### Fragment tekstu
====

Reklama.
Jennifer Aniston udzieliła wywiadu do wrześniowego numeru magazynu "InStyle". Gwiazda "Przyjaciół" wyznała w nim, że zakończyła znajomość z osobami, które nie chcą się zaszczepić. Sama przyjęła swoją dawkę już w maju br.
Wciąż jest duża grupa osób, które są antyszczepionkowcami albo po prostu nie słuchają, jakie są fakty. To wielka szkoda. Dopiero co "odcięłam się" od kilku osób, które wprost odmawiały zaszczepienia się lub nie chciały przyznać, czy są zaszczepione przeciwko koronawirusowi.
Aniston nie zdradziła, czy miała na myśli swoich współpracowników czy rodzinę. Zdradziła natomiast powody swojej radykalnej decyzji.
– Uważam, że moralnym i zawodowym obowiązkiem każdego jest poinformowanie o tym, czy jest się zaszczepionym. Nie przebywamy cały czas w izolacji, nie testujemy się codziennie. Mówimy, że każdy ma prawo do swojego zdania, ale niestety wiele opinii bazuje jedynie na strachu i propagandzie – powiedziała Aniston.
Aktorka aktywnie angażuje się w propagowanie racjonalnego podejścia do pandemii. Na swoim profilu na Instagramie przekonywała swoich rodaków, by pamiętali o noszeniu maseczek.
"Rozumiem, że maski są niewygodne i niekomfortowe. Ale czy nie uważasz, że dużo gorsze jest to, że firmy muszą się zamykać…ludzie tracą pracę…a pracownicy służby zdrowia odczuwają całkowite wyczerpanie? Wirus zabrał tak wiele żyć, ponieważ nie robimy wystarczająco wiele" – napisała w jednym ze swoich postów.

====

### Polecenia do pracy
**1.** Odpowiedz krótko na pytania dotyczące tekstu o Jennifer Aniston:
(a) W którym numerze magazynu "InStyle" ukazał się wywiad z aktorką?
(b) W którym miesiącu Aniston przyjęła swoją dawkę szczepionki?
(c) Na jakim portalu aktorka namawiała rodaków do noszenia maseczek?
**2.** Przepisz dosłownie fragment tekstu o Jennifer Aniston: zacznij od słów "Wciąż jest duża", a zakończ po słowach "zaszczepione przeciwko koronawirusowi.".
Zamieszczone dalej wiersze nie mają żadnego związku z tekstem o Jennifer Aniston.

### Fragment danych
====

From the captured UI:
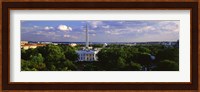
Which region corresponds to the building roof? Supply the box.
[76,50,98,54]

====

### Odpowiedzi do ćwiczenia
**1.**
(a) We wrześniowym numerze.
(b) W maju br.
(c) Na Instagramie.

**2.**
Wciąż jest duża grupa osób, które są antyszczepionkowcami albo po prostu nie słuchają, jakie są fakty. To wielka szkoda. Dopiero co "odcięłam się" od kilku osób, które wprost odmawiały zaszczepienia się lub nie chciały przyznać, czy są zaszczepione przeciwko koronawirusowi.